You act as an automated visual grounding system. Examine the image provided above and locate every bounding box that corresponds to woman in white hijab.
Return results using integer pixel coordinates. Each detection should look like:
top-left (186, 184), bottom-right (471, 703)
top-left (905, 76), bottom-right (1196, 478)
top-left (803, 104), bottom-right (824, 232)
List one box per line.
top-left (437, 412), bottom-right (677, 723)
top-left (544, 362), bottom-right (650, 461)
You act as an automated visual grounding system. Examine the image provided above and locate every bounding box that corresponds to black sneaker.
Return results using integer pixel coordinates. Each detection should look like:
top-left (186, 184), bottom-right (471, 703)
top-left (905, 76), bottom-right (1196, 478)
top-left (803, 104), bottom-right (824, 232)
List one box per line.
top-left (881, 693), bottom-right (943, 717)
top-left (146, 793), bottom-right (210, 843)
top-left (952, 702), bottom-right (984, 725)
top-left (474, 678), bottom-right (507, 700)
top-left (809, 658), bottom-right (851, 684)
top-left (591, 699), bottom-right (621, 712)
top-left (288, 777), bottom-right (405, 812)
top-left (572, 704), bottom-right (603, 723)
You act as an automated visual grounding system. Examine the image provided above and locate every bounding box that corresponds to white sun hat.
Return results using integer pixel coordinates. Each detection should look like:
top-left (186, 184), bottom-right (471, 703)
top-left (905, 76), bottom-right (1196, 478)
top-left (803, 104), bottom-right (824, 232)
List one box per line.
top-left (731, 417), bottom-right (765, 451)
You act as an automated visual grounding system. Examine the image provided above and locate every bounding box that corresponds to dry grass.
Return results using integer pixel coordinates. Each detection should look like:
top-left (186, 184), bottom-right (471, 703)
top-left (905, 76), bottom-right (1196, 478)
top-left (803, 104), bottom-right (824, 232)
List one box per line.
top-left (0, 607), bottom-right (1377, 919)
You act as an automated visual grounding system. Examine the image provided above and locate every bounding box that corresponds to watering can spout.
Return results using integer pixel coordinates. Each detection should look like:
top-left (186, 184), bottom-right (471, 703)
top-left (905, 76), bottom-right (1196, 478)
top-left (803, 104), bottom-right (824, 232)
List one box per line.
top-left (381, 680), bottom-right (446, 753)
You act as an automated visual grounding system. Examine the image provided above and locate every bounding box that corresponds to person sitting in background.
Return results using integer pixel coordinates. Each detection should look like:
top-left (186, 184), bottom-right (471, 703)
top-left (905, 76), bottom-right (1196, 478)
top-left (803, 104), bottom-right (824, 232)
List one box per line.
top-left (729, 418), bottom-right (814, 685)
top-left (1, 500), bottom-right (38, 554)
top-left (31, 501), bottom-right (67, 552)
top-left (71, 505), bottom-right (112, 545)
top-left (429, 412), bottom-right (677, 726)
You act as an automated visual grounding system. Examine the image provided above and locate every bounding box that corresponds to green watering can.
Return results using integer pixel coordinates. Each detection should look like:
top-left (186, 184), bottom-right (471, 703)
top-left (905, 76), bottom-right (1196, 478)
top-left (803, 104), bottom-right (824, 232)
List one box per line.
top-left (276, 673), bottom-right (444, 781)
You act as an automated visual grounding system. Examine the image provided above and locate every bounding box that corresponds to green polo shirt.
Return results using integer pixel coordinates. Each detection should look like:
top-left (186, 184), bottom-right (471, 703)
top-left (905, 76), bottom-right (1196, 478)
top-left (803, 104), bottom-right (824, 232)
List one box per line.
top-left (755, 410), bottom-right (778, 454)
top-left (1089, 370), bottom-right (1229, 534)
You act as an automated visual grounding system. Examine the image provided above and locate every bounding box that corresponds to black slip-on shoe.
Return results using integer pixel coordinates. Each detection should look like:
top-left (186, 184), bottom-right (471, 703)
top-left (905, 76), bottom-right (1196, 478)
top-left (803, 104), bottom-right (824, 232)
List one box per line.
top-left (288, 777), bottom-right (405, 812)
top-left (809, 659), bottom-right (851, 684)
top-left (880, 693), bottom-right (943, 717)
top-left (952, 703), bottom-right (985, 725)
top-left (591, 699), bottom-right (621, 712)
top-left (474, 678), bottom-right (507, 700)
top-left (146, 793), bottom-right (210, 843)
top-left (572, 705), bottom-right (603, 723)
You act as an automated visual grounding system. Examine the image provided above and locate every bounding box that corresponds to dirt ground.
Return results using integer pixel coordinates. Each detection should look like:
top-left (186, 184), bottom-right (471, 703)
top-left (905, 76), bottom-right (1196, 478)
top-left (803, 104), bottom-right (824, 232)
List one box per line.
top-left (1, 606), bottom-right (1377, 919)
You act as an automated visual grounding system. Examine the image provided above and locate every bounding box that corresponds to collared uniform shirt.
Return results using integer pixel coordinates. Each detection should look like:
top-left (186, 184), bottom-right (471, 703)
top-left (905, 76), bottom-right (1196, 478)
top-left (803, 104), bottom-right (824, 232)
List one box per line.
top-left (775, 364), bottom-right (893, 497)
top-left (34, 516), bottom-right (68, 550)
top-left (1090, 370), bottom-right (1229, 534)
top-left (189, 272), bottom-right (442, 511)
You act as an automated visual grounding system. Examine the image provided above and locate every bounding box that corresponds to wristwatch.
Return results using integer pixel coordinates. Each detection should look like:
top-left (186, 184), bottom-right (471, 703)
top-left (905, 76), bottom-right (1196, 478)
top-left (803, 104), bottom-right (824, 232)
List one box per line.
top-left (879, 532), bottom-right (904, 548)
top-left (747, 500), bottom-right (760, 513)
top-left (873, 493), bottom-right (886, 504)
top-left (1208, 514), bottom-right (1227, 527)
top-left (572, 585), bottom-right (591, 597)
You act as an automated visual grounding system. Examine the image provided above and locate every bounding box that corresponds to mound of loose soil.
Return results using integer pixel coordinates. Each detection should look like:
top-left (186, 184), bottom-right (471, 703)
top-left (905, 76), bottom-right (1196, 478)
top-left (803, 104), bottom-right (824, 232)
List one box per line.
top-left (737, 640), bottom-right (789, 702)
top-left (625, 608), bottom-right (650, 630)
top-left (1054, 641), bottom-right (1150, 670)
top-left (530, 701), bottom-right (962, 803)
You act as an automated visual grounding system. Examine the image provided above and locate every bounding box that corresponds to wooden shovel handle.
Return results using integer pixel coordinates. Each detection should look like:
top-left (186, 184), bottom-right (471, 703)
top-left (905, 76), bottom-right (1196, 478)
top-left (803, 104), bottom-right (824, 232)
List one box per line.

==

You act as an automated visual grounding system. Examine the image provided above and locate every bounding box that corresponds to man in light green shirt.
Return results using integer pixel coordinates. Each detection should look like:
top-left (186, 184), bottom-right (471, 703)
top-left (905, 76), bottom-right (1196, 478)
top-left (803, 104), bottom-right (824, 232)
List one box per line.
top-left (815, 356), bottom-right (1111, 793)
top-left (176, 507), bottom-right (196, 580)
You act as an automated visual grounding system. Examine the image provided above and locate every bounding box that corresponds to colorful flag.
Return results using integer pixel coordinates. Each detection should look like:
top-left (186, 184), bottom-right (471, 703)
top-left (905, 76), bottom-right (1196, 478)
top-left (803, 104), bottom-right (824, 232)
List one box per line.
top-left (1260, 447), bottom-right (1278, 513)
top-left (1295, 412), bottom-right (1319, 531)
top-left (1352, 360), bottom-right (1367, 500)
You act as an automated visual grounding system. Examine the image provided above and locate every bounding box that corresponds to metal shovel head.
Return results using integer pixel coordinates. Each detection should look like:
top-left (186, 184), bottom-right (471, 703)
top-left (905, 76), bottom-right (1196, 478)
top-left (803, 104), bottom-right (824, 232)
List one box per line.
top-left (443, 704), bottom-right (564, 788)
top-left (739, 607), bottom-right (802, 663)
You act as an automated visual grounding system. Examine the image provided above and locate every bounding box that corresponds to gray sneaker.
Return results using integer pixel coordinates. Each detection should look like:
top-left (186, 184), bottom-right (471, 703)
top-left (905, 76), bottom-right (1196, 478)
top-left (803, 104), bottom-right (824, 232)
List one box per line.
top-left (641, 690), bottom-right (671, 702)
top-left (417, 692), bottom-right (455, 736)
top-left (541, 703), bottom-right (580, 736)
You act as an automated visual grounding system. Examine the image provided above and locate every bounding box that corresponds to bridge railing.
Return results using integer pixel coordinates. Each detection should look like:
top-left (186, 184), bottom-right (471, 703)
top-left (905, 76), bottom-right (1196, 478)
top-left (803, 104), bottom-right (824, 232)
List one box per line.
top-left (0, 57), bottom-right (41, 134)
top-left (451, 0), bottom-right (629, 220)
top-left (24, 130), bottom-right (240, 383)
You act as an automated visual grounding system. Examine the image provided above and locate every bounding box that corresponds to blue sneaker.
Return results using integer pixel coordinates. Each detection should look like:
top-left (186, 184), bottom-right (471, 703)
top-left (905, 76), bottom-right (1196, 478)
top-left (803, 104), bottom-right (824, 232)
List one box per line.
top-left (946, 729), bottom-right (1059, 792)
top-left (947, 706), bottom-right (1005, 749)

ABOUT THIS EXERCISE
In the entries above, restate word for word the lines between the one holding "in white hijab." and the one holding "to black sneaker.", inclusive, and nothing besides.

TASK OUTPUT
You act as an automated visual grounding system. Examine the image provided above and locate every bounding box that corresponds to woman in white hijab.
Return results using integer pixel coordinates. Each detection should look like:
top-left (186, 184), bottom-right (471, 703)
top-left (905, 76), bottom-right (1196, 478)
top-left (803, 104), bottom-right (824, 232)
List one box per line.
top-left (437, 412), bottom-right (677, 723)
top-left (544, 362), bottom-right (650, 461)
You act as an automated visual grounding system. Examine the image provided above and locate every bounding box that corresponds to black sneaker.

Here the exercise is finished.